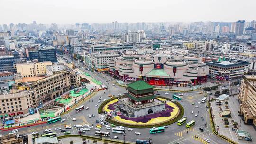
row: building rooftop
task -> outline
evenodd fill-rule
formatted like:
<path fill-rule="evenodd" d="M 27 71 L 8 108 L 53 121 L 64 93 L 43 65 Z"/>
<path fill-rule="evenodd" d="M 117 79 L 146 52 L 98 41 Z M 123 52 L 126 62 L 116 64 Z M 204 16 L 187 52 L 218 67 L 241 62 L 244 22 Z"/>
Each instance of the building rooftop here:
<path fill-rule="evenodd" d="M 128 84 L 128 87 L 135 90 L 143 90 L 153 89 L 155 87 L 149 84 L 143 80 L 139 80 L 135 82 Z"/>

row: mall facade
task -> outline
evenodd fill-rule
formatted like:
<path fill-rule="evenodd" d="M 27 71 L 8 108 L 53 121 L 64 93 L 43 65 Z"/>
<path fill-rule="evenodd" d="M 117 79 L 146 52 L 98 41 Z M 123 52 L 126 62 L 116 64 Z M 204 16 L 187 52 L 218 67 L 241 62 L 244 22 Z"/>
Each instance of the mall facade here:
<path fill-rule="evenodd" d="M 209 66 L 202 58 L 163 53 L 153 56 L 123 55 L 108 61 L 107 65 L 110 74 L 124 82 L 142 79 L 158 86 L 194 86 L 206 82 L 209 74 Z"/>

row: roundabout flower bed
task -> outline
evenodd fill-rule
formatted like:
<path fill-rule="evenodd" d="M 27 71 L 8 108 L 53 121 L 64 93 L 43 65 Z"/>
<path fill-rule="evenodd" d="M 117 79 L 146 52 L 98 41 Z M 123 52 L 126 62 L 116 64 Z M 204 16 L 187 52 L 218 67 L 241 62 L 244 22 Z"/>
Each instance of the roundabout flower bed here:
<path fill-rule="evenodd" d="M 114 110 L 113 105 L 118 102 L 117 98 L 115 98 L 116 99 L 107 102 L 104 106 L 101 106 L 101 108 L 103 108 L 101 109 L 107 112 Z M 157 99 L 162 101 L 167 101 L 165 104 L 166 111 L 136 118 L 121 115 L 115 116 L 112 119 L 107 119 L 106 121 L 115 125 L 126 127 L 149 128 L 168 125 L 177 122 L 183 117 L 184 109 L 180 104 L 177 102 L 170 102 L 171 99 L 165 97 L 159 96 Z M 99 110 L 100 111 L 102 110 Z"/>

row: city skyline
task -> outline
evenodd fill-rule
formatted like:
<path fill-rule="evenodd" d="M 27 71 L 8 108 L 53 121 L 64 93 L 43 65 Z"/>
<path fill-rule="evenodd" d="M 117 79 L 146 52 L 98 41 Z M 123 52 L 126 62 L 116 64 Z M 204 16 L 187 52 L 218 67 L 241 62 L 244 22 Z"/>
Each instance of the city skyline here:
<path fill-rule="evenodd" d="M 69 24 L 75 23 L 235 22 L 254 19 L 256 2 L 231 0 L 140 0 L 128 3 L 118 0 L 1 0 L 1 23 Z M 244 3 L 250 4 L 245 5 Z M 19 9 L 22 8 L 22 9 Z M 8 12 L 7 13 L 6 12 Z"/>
--
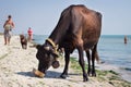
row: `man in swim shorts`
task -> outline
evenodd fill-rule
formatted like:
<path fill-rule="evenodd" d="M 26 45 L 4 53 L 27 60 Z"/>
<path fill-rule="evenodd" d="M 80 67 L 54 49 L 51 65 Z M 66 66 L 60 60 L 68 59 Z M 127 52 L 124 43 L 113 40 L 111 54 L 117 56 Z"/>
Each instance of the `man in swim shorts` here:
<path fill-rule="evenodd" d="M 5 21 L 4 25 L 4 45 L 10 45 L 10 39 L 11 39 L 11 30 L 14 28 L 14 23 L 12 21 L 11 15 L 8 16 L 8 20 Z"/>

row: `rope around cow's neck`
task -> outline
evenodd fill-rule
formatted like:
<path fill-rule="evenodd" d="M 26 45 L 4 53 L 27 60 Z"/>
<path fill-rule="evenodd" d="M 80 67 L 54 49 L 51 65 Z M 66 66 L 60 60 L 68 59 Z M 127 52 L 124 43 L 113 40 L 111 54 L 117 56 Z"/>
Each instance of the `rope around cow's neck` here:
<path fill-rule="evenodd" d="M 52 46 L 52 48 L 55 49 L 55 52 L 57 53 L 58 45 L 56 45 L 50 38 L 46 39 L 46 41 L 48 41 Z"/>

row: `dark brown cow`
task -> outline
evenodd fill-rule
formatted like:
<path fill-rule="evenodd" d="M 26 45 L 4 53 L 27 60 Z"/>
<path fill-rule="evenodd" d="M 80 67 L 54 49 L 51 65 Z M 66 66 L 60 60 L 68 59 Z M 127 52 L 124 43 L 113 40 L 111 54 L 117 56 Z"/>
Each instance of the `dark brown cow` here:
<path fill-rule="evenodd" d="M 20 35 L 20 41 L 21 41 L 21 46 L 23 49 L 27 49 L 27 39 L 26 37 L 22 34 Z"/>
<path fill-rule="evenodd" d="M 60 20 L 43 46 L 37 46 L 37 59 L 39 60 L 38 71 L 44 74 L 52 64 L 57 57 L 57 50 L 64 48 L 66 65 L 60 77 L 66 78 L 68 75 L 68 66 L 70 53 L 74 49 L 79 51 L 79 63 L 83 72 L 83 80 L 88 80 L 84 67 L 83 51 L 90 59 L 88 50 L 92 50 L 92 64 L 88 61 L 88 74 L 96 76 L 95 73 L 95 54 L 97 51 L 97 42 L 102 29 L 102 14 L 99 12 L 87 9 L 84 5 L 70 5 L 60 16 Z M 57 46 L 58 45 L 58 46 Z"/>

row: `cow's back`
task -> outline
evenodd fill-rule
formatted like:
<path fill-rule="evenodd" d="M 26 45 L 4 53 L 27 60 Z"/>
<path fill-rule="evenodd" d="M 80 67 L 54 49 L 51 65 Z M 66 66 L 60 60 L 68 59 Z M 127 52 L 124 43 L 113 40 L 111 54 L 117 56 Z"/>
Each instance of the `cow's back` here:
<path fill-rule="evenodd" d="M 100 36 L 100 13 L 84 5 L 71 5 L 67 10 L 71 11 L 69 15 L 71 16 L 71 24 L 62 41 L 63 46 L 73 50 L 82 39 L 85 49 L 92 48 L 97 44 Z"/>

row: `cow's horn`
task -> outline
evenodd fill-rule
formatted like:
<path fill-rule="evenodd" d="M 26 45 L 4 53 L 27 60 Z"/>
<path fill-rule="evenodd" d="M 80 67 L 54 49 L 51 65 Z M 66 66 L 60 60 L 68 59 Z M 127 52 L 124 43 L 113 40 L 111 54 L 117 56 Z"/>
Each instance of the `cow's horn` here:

• What needs to be done: Change "instance" to "occurrence" wherever it occurs, then reproduce the lines from the one containing "row: building rooftop" to the one containing "209 66 L 202", with everything else left as it stands.

• Response:
row: building rooftop
task -> outline
evenodd fill-rule
formatted like:
<path fill-rule="evenodd" d="M 27 71 L 8 108 L 53 121 L 64 93 L 43 65 Z"/>
<path fill-rule="evenodd" d="M 117 79 L 146 52 L 98 41 Z M 123 52 L 126 62 L 116 64 Z M 204 16 L 187 52 L 218 67 L 241 62 L 244 22 Z"/>
Each occurrence of the building rooftop here:
<path fill-rule="evenodd" d="M 128 84 L 128 87 L 135 90 L 143 90 L 153 89 L 155 87 L 149 84 L 143 80 L 139 80 L 135 82 Z"/>

row: mall facade
task -> outline
evenodd fill-rule
formatted like:
<path fill-rule="evenodd" d="M 27 71 L 8 108 L 53 121 L 64 93 L 43 65 Z"/>
<path fill-rule="evenodd" d="M 117 79 L 146 52 L 98 41 Z M 123 52 L 126 62 L 116 64 Z M 204 16 L 187 52 L 218 67 L 241 62 L 244 22 Z"/>
Each occurrence of the mall facade here:
<path fill-rule="evenodd" d="M 209 66 L 202 58 L 163 53 L 153 56 L 123 55 L 108 61 L 107 65 L 110 74 L 124 82 L 142 79 L 158 86 L 194 86 L 206 82 L 209 74 Z"/>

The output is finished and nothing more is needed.